◆ The problem: Return the records that follow, matching each one exactly.

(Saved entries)

###

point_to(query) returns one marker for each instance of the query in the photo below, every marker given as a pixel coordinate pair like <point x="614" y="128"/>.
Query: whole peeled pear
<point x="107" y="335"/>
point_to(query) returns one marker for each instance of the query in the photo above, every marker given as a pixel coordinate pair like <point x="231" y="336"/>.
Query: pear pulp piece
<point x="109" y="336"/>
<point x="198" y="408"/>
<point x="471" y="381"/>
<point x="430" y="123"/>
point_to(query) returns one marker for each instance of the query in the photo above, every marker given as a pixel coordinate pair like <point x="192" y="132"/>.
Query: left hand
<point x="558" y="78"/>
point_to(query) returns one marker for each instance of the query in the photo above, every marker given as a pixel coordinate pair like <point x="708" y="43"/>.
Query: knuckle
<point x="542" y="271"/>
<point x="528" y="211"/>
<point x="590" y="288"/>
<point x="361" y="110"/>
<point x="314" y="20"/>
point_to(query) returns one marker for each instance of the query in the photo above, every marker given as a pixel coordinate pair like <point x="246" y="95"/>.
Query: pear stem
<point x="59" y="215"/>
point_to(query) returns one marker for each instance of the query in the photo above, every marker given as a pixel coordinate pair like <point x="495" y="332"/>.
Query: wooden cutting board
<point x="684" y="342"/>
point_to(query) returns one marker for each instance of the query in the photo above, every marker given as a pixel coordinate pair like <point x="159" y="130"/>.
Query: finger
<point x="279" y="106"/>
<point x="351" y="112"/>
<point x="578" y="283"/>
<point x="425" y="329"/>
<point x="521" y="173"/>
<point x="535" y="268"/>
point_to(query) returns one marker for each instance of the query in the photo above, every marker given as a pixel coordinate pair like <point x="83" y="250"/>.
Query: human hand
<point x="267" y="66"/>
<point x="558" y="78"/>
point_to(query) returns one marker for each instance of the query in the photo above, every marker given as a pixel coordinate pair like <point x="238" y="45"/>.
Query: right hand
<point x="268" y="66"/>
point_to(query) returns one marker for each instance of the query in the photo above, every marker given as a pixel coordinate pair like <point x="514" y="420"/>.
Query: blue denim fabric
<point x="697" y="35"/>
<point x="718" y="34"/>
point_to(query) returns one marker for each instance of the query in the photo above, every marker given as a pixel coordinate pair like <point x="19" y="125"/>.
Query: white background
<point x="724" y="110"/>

###

◆ Complete response:
point_to(query) returns one marker for each instance of the query in the photo below, every marker given as a pixel coordinate pair like <point x="614" y="128"/>.
Query: whole peeled pear
<point x="107" y="335"/>
point_to(query) returns one marker for each instance of the query in the photo above, every marker given as a pixel coordinate pair like <point x="231" y="336"/>.
Query: pear pulp piece
<point x="109" y="336"/>
<point x="198" y="408"/>
<point x="471" y="381"/>
<point x="430" y="123"/>
point_to(query) returns one marker for each instance of the query in the photo above, every marker given as a pixel coordinate pair like <point x="192" y="132"/>.
Query: left hand
<point x="558" y="78"/>
point_to(query) returns one marker for each instance of the query in the photo above, every marker given as a pixel coordinate pair like <point x="708" y="43"/>.
Query: knuckle
<point x="542" y="271"/>
<point x="528" y="211"/>
<point x="590" y="288"/>
<point x="361" y="110"/>
<point x="314" y="20"/>
point_to(query) returns one marker for each instance of the query in the photo above, every marker given as a pixel coordinate pair like <point x="246" y="95"/>.
Query: pear stem
<point x="59" y="215"/>
point_to(query) returns one marker for each instance of the query in the photo above, every marker given as a pixel coordinate pair like <point x="495" y="332"/>.
Query: wooden cutting board
<point x="684" y="342"/>
point_to(query) returns one marker for each instance of the query in the photo above, every marker given as a pixel coordinate pair like <point x="159" y="130"/>.
Query: finger
<point x="279" y="106"/>
<point x="351" y="112"/>
<point x="578" y="283"/>
<point x="425" y="329"/>
<point x="521" y="173"/>
<point x="535" y="268"/>
point_to(query) returns one marker for each instance of the query in the photo above, every marker given as a pixel coordinate pair like <point x="83" y="250"/>.
Query: human hand
<point x="267" y="66"/>
<point x="558" y="78"/>
point_to(query) returns one marker for each instance of the query in the photo above, every marker given as a pixel coordinate pair like <point x="238" y="45"/>.
Query: right hand
<point x="268" y="66"/>
point_to(query) returns one marker for each instance of the query in the photo above, every marker given as a pixel coordinate pair like <point x="514" y="420"/>.
Query: blue denim fabric
<point x="697" y="35"/>
<point x="718" y="34"/>
point_to(query) returns one marker for each instance of the query in the photo above, every marker given as a pixel coordinate pair like <point x="19" y="125"/>.
Query: white background
<point x="724" y="110"/>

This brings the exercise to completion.